** What is required **
Please give the listing again in its entirety, exactly as written.

+++ Supplied material +++

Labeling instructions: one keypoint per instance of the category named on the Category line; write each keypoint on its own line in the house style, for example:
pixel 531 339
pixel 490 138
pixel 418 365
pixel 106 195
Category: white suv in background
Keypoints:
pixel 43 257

+++

** Problem solution **
Labeling instructions: one keypoint per instance of the category named on the Category line; write each keypoint on its own line in the house style, for example:
pixel 531 339
pixel 490 138
pixel 418 365
pixel 106 195
Category: white suv in background
Keypoints:
pixel 43 257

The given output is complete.